• [Excerpted text]
UP | HOME

[22feb2024] iostream api rant

Table of Contents

"I wish to register a complaint…"

Working on bespoke streambuf implementation. After diving into details of iostream/streambuf apis, Here's a list of observations/complaints:

1. istream.read() doesn't report the number of bytes/chars read.

Instead of:

istream & istream::read (char_type * s, std::streamsize count);

I'd prefer signature

istream & istream::read (char_type * s, std::streamsize count, std::streamsize * p_gcount);

Developers are expected to use.

std::streamsize istream::gcount () const;

I think this is inferior, since relies on state held by istream, that will be discarded on next read operation.

2. istream.read(s, n) expects always to read n chars.

It sets failbit if less than n chars read.

Apparent alternatives are unsatisfactory:

  1. istream & readsome(s, n) isn't required to do any physical i/o; instead reports what's available already in memory
  2. istream & get(s, n, delim) only reads up to first occurence of delim.
  3. istream & get(s, n) is just a convenience for istream::get(s, n, '\n').
  4. could try writing a loop using combination of istream::sync(), istream::readsome(), but that won't work if istream is actually unbuffered.
  5. istream s; s.rdbuf()->sgetn(s, n) bypasses istream code for sentry object etc, and can't set istream's eofbit.

The following workaround is viable, except that it will read one-byte-at-a-time if input alternates between bytes values '\x0' and '\xff':

template<typename istream>
std::streamsize
read_upto(istream & in, istream::char_type * s, std::streamsize n)

• [Data lines]

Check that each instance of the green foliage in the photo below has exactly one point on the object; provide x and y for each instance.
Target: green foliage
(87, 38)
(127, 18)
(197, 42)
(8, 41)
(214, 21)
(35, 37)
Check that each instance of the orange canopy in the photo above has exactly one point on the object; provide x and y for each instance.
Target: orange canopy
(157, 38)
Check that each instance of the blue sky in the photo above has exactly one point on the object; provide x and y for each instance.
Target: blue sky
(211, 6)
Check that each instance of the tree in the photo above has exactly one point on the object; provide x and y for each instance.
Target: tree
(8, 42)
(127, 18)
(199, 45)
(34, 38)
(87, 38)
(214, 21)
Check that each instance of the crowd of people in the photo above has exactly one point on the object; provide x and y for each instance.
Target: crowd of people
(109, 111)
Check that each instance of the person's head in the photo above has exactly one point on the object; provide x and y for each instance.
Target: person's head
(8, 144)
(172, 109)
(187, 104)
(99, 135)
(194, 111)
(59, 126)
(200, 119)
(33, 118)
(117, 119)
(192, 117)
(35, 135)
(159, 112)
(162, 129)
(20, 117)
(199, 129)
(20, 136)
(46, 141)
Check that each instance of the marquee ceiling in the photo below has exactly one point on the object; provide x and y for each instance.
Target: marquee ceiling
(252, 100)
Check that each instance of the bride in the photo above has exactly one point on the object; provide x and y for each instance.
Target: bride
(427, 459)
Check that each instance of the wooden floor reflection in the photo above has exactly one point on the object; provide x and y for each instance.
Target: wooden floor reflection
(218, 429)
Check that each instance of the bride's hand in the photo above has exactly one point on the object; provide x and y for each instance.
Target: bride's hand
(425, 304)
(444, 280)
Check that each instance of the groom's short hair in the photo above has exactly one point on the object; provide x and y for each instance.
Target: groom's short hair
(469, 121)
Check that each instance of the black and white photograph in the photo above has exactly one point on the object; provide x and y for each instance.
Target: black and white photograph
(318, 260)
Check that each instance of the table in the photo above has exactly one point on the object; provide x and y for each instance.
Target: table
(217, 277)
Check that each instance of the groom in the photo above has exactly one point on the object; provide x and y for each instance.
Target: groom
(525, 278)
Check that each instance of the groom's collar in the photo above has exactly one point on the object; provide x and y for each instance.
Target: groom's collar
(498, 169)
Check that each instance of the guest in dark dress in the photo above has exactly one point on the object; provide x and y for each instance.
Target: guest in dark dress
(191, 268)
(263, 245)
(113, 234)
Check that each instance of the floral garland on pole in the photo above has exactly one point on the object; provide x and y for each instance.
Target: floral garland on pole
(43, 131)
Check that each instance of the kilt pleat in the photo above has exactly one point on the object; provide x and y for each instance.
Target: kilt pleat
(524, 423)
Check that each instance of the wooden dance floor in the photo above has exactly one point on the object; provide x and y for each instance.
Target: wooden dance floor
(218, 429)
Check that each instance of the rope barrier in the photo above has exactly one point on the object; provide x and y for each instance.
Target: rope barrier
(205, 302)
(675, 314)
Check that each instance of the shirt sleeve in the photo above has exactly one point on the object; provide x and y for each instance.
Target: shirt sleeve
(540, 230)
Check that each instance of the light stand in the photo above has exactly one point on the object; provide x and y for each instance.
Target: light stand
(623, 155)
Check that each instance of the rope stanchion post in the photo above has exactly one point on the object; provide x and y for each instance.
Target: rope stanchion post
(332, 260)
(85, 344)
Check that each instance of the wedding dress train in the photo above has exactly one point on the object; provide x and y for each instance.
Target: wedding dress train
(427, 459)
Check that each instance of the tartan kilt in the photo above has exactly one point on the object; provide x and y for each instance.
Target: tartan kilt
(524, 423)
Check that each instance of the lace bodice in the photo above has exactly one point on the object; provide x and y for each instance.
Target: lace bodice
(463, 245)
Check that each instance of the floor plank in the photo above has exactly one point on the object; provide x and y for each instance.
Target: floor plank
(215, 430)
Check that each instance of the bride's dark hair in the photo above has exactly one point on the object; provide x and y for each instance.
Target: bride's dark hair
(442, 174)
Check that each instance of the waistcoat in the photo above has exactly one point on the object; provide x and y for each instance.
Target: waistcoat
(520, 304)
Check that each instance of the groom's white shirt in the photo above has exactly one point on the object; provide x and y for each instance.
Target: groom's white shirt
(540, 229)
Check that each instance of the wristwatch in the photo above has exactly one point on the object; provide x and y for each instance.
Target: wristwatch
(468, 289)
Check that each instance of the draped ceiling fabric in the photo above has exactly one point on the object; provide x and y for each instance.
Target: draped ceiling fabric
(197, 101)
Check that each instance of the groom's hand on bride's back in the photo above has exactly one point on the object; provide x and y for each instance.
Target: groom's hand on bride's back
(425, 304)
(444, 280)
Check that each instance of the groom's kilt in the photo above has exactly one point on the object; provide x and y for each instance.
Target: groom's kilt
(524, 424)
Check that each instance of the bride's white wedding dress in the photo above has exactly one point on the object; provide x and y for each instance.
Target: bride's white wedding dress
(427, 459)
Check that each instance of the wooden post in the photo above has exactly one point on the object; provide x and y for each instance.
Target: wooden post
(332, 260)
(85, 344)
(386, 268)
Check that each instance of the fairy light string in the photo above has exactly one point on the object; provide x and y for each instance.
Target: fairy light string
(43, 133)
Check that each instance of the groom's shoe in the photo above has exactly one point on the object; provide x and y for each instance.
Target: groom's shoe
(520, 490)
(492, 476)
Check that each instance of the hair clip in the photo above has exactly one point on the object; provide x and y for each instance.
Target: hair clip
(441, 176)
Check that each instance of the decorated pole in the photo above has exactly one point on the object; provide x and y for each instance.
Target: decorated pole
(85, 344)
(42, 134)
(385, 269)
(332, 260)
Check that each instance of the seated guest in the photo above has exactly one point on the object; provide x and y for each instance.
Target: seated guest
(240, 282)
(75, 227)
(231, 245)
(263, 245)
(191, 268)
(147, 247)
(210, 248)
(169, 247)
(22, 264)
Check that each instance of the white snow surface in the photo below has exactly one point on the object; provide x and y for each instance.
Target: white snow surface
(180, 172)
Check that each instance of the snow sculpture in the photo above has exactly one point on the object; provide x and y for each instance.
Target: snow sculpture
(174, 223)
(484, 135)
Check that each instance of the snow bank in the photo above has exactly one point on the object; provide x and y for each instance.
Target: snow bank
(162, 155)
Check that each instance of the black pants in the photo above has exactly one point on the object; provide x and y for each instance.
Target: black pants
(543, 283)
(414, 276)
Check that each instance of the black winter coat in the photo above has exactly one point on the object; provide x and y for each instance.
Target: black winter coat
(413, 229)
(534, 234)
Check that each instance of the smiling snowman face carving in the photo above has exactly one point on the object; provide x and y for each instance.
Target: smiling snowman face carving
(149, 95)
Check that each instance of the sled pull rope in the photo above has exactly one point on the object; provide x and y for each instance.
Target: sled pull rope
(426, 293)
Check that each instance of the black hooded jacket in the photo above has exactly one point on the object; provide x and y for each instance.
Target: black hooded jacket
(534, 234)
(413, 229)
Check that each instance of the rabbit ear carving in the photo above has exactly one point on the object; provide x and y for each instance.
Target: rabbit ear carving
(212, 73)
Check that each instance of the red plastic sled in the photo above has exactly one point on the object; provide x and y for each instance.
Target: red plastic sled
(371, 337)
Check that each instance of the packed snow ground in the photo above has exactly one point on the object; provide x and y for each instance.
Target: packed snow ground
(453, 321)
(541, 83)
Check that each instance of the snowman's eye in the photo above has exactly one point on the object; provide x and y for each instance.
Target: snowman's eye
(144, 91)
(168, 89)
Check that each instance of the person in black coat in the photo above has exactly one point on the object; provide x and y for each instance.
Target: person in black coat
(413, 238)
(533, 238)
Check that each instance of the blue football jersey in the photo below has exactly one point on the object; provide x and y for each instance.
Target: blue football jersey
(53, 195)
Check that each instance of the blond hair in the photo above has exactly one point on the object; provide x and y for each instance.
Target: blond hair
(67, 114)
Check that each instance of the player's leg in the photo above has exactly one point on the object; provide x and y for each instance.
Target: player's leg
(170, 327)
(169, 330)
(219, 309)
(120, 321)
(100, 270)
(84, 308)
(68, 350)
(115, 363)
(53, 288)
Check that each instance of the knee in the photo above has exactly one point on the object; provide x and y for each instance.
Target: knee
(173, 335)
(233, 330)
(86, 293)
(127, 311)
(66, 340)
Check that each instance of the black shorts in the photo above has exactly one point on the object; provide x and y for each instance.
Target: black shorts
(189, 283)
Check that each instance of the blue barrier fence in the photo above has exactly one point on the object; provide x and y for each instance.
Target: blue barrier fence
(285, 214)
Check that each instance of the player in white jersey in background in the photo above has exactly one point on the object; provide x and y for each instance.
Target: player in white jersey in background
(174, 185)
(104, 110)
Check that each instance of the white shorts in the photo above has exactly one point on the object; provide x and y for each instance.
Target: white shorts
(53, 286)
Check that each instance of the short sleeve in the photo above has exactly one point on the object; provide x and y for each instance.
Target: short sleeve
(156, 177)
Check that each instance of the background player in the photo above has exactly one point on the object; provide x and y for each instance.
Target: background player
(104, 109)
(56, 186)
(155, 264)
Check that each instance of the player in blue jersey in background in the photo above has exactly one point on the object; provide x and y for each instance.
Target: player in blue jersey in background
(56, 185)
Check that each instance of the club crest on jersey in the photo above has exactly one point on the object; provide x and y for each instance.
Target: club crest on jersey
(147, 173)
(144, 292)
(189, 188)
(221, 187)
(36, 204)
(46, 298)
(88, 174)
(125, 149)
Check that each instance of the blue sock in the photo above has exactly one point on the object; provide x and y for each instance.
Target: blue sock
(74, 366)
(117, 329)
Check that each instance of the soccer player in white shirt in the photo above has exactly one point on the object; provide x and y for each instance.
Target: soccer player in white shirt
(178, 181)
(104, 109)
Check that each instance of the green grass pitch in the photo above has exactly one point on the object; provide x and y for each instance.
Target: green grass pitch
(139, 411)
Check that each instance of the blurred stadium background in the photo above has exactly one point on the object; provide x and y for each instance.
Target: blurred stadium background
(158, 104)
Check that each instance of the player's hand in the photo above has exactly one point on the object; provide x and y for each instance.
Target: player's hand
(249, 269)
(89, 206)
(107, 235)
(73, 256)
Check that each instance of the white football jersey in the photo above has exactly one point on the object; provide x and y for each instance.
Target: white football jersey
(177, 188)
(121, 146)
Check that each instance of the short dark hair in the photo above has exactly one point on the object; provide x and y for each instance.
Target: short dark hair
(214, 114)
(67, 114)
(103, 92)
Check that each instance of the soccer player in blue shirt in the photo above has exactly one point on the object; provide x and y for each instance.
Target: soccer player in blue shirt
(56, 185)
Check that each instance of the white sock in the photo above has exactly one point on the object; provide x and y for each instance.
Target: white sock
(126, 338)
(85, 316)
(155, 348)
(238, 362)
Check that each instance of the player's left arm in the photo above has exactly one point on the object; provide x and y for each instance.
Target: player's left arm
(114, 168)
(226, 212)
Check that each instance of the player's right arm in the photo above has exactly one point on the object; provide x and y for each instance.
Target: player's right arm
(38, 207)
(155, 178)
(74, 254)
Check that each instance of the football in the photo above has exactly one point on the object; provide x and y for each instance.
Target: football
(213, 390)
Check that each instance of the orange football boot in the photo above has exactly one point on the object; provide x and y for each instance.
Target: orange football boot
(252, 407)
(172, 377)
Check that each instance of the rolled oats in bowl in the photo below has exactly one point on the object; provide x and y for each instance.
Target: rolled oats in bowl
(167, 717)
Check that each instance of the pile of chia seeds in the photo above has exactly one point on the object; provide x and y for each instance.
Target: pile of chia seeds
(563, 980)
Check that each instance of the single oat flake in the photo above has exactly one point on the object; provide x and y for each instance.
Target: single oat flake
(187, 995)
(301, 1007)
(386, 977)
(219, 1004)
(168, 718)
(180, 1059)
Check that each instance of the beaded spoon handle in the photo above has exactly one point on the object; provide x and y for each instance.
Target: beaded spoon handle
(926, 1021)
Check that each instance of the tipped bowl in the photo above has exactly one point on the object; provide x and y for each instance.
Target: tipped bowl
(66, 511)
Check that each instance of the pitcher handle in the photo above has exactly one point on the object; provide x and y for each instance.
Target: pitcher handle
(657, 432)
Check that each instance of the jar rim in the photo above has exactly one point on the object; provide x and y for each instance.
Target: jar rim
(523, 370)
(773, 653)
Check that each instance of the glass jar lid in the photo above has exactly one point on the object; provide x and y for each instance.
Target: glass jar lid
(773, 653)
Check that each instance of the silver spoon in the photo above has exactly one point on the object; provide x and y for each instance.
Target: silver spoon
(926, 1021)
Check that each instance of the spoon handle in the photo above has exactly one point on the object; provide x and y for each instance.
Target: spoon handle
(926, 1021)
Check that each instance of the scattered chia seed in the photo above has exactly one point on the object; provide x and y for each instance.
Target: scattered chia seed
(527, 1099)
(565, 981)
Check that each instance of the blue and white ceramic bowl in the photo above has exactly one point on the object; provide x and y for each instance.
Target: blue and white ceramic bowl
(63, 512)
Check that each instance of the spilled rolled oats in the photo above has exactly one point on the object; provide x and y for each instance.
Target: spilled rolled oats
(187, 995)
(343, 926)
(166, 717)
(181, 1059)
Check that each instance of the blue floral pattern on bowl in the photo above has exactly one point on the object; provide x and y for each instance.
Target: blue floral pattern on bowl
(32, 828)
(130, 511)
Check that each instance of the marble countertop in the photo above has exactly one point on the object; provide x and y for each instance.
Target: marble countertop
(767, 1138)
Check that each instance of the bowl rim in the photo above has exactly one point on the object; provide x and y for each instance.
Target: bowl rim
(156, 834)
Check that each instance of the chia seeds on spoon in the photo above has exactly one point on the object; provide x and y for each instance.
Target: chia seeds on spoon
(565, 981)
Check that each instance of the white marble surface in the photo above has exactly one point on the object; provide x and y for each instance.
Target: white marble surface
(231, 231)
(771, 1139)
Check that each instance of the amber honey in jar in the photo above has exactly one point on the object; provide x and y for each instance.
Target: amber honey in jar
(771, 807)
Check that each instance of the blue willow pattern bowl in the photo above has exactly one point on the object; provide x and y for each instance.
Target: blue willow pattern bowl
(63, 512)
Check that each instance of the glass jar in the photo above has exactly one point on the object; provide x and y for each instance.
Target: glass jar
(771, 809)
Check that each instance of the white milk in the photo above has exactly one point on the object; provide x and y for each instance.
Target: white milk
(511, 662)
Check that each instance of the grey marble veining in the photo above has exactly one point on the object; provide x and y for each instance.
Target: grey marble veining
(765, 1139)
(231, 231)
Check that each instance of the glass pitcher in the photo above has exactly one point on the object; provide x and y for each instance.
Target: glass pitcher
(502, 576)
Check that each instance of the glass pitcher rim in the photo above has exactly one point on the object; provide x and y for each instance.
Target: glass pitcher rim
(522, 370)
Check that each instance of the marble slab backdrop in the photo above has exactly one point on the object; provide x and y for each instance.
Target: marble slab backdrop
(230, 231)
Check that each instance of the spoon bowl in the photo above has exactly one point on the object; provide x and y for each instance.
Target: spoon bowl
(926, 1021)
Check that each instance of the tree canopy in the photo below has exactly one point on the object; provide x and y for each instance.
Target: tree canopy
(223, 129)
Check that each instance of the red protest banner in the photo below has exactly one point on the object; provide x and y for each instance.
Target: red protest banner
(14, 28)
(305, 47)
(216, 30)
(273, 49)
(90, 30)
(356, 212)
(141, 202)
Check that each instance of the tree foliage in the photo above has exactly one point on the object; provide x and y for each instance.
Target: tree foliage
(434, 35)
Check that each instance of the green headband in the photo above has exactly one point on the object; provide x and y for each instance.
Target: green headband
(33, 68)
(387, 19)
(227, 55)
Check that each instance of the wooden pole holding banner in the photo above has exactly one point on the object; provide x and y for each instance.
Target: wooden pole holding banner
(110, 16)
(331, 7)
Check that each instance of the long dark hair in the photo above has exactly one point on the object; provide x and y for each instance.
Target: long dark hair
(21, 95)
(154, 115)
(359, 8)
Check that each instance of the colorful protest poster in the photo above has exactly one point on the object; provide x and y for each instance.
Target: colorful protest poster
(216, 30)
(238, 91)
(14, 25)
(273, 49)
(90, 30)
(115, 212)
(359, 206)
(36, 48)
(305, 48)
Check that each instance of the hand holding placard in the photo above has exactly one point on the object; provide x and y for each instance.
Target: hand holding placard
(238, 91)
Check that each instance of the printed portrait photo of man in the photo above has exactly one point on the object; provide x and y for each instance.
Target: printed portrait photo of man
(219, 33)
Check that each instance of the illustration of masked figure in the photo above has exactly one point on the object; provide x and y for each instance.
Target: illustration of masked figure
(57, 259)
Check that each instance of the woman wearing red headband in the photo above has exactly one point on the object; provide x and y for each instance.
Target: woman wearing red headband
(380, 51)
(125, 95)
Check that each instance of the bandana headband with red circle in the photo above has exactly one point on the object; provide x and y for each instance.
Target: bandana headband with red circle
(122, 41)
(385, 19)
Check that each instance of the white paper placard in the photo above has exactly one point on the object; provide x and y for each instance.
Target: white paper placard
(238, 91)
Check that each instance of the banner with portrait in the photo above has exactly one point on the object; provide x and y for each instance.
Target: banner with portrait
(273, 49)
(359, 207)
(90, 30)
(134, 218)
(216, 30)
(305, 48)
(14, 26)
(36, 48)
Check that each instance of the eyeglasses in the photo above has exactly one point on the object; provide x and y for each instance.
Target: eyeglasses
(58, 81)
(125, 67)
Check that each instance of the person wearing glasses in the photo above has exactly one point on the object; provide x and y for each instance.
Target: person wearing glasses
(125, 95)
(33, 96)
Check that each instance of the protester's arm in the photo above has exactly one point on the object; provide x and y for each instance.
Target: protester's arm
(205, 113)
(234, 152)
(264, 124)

• [Exercise requirements] In the iostream rant, what does istream.read(s, n) set when fewer than n chars are read? The rows are separate material, unrelated to the iostream rant.

• [Finished task] It sets failbit.